> WHAT IS REQUIRED: Reproduce word for word the stretch from the line containing "Put a dot on every instance of the hiking" through the end of the items below.

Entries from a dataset
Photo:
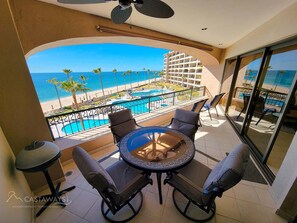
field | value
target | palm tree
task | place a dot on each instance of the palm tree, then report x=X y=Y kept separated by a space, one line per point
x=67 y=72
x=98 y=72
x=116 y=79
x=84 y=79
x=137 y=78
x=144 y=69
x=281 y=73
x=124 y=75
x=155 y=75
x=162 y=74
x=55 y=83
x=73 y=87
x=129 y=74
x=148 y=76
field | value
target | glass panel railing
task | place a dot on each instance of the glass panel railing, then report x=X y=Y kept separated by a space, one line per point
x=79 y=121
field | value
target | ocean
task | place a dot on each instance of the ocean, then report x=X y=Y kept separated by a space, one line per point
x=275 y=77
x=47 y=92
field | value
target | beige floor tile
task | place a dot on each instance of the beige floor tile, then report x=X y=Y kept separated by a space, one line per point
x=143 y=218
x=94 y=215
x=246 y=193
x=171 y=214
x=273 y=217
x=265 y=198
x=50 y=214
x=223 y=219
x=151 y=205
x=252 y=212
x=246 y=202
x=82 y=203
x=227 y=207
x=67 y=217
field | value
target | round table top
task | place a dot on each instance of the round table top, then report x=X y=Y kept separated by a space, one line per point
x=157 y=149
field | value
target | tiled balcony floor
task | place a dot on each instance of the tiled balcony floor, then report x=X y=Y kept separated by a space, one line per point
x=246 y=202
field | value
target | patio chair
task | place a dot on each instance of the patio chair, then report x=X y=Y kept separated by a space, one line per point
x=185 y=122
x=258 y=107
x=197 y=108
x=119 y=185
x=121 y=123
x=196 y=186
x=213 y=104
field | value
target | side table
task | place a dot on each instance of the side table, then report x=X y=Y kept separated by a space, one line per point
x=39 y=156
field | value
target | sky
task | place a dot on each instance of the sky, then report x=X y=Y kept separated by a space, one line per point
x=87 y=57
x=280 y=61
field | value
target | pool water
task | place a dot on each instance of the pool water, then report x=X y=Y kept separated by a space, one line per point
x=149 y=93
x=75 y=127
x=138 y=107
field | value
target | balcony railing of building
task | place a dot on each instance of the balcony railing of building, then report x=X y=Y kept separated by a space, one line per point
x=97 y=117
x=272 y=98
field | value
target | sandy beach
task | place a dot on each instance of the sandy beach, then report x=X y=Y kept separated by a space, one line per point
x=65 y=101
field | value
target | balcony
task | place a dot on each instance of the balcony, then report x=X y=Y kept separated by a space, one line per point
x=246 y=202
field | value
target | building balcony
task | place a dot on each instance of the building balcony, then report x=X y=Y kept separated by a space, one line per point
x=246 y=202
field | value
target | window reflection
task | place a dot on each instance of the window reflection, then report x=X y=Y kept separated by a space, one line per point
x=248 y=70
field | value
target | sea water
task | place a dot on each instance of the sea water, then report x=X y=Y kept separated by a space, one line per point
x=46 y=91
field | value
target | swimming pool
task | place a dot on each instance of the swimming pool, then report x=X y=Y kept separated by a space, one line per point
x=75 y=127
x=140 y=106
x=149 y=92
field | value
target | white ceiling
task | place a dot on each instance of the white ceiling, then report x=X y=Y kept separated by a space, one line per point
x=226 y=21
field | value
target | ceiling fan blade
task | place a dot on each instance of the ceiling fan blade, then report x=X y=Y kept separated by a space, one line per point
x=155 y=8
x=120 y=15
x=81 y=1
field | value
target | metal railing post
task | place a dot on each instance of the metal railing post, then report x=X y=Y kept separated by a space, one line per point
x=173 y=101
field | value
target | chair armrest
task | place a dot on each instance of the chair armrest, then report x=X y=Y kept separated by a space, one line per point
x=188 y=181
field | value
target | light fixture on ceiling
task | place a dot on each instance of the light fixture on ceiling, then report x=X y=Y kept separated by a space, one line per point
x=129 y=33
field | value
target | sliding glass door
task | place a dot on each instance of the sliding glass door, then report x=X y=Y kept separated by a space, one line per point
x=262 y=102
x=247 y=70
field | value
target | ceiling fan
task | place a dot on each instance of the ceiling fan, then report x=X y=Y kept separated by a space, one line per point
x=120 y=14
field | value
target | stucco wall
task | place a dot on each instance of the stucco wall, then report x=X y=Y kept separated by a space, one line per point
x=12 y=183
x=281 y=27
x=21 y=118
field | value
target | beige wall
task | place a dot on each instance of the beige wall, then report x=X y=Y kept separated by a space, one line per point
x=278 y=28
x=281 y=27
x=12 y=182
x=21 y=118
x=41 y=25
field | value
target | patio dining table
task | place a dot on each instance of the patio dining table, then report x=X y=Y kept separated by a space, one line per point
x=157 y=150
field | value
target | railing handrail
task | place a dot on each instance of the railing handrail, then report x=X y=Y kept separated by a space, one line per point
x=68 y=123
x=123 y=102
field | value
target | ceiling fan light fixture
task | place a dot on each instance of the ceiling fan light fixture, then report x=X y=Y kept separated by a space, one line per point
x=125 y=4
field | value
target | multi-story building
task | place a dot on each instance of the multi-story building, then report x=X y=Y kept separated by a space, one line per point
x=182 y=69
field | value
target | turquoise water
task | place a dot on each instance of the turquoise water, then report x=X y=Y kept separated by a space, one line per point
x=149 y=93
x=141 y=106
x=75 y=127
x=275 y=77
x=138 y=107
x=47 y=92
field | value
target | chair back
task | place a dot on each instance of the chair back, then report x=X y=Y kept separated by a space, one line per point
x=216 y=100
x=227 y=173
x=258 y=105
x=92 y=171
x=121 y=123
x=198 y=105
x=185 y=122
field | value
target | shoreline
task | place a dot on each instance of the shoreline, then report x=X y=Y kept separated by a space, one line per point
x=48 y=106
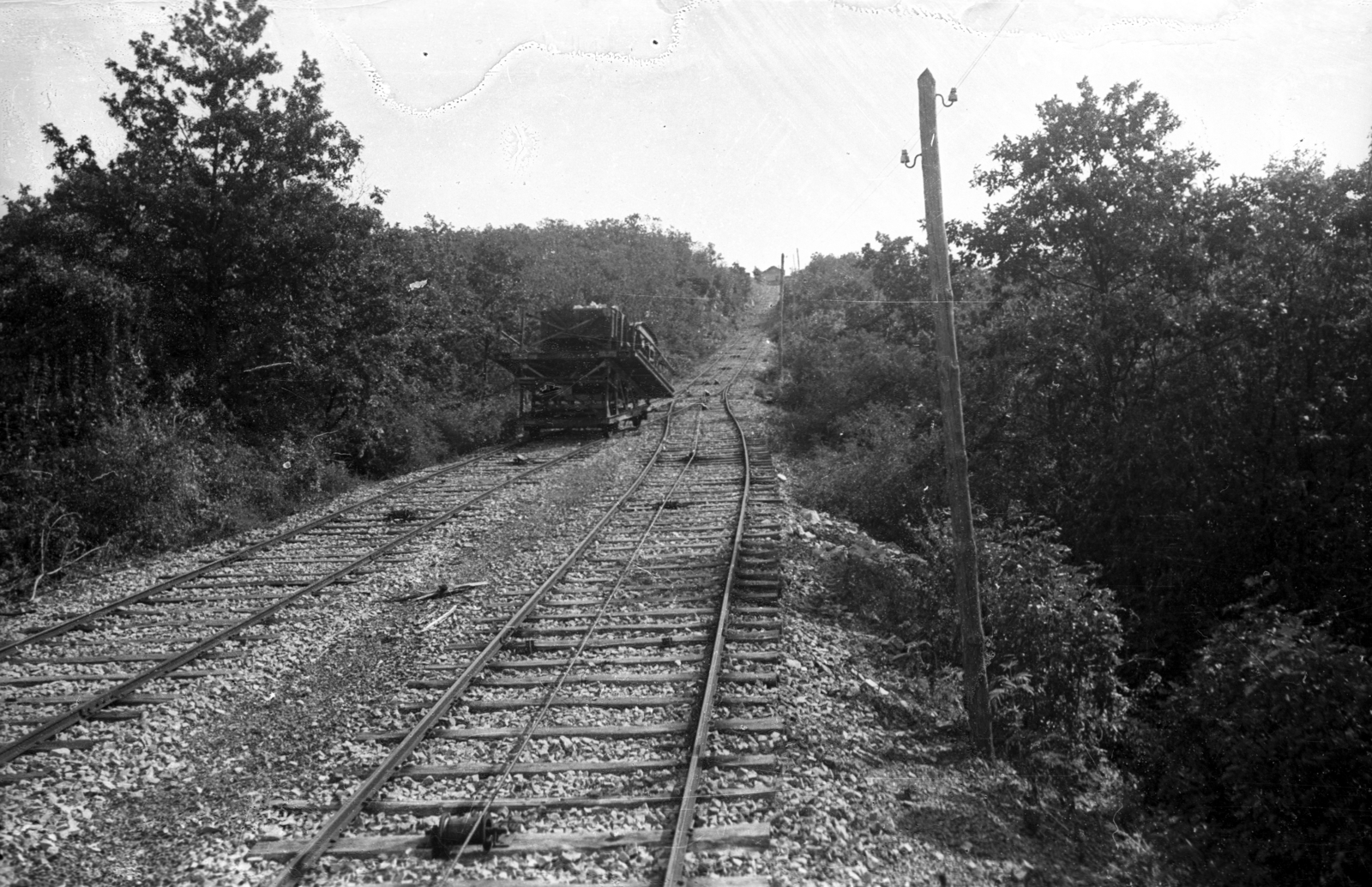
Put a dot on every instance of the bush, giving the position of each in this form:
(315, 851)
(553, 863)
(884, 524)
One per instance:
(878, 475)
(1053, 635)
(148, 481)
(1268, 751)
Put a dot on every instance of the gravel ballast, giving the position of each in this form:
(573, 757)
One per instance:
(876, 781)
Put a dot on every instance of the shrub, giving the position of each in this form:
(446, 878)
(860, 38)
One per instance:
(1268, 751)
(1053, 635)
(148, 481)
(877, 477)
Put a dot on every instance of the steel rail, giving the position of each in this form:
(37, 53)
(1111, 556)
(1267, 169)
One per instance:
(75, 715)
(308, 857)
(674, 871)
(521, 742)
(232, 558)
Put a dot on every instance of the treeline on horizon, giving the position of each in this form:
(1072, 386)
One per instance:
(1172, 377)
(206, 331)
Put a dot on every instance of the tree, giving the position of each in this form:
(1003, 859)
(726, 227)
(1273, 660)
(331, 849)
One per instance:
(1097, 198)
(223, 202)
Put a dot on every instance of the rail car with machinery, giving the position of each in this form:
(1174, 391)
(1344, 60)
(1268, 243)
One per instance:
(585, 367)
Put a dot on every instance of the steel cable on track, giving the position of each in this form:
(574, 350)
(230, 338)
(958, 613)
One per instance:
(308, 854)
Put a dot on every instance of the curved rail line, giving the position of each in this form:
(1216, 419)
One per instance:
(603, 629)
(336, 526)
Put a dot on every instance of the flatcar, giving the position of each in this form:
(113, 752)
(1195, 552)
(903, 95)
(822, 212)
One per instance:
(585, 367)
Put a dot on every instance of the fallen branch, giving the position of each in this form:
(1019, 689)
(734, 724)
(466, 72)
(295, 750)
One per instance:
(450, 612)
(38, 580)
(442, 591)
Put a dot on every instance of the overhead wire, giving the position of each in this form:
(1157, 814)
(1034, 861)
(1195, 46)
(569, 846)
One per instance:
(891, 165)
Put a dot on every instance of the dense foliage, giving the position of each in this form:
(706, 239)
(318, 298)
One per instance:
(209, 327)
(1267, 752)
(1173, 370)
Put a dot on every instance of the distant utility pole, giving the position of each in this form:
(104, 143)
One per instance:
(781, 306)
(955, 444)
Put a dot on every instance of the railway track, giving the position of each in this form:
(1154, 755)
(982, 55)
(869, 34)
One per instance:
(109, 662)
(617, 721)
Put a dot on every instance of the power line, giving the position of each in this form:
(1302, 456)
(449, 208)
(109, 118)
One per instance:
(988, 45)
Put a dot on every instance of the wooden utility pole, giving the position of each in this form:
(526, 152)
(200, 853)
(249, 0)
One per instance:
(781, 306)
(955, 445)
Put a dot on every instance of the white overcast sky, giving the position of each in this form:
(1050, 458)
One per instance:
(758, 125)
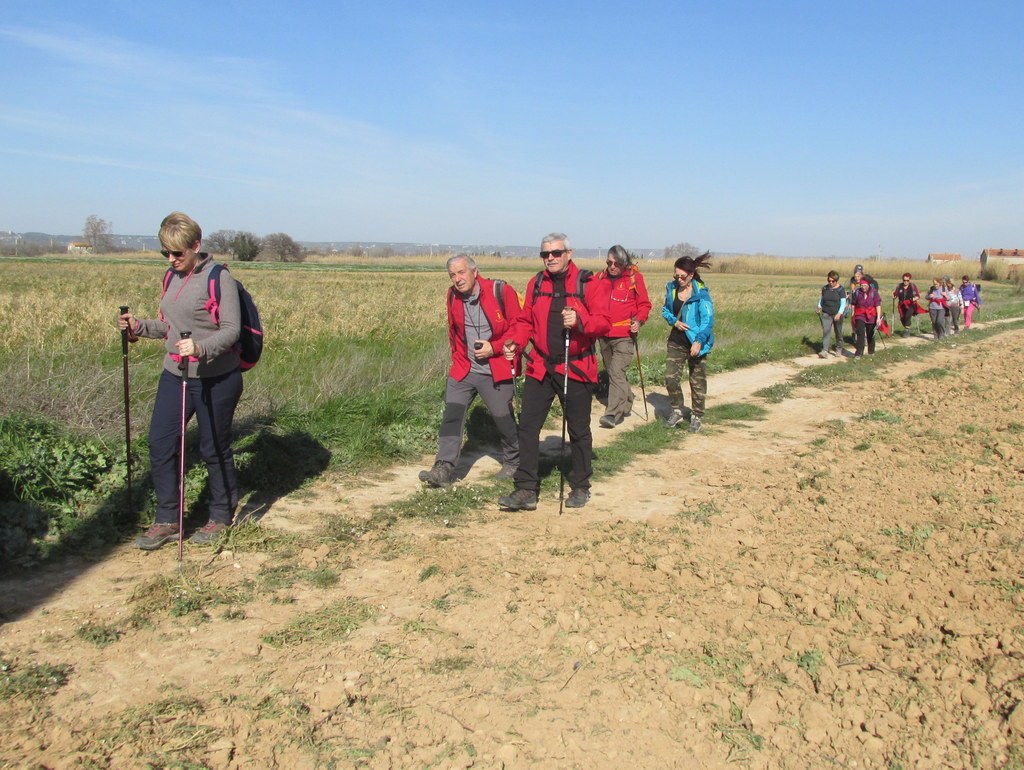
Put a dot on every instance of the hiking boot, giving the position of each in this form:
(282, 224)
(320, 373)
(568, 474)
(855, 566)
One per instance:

> EXERCISE RESULT:
Put a dot on every instance of the hiking boot, giving the position of each in this form:
(282, 224)
(320, 373)
(568, 474)
(855, 566)
One per instance:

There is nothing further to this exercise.